-- TASK --
Count the lines of the material below that contain the string "Trace". Reply with the number alone.

:: EXTRACTED DATA

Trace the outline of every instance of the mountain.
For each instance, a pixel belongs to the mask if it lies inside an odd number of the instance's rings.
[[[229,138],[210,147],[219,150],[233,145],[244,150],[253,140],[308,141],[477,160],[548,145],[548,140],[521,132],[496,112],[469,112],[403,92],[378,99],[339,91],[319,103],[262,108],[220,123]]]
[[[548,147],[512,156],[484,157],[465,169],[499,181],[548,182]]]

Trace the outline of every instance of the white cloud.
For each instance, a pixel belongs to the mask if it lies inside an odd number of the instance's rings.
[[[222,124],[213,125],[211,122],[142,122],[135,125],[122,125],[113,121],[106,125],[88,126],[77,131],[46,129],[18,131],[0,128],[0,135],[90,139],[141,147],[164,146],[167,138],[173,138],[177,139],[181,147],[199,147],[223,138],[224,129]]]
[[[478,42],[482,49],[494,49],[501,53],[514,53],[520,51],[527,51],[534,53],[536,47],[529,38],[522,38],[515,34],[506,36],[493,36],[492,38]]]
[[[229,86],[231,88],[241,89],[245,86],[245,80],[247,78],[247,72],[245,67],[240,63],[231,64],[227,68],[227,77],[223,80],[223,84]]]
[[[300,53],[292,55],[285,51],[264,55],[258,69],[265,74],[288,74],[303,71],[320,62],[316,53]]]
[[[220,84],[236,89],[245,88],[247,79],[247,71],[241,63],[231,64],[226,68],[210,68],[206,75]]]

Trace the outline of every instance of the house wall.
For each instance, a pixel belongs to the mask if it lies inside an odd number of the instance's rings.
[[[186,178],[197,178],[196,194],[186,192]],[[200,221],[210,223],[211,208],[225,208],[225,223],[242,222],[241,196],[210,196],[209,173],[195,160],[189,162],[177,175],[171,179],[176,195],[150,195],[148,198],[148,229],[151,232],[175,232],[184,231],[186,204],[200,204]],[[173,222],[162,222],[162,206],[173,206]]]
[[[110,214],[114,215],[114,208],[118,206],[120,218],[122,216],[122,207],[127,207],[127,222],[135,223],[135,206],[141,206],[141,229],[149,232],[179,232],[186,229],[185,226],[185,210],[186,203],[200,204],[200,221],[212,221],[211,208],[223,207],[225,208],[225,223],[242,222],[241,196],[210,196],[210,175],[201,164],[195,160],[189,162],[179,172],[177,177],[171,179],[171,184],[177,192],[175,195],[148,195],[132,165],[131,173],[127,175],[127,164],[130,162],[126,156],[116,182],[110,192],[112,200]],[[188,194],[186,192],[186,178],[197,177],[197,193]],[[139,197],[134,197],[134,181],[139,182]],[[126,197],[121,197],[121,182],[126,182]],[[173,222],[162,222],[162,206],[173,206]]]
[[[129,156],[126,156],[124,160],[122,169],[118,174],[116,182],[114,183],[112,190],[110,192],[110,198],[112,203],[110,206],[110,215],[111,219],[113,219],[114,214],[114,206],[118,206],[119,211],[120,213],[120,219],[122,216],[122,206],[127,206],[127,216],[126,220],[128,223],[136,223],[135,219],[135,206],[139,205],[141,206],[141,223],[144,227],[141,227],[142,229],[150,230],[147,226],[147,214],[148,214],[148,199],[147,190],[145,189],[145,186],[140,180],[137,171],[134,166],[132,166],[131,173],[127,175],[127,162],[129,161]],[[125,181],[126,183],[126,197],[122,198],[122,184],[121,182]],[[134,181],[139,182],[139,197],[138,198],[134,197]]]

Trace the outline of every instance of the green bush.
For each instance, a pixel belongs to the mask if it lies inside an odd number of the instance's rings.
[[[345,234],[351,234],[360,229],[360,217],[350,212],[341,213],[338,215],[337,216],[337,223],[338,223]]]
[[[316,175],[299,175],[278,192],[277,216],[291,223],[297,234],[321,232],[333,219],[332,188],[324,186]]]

::::

-- FINAL RESULT --
4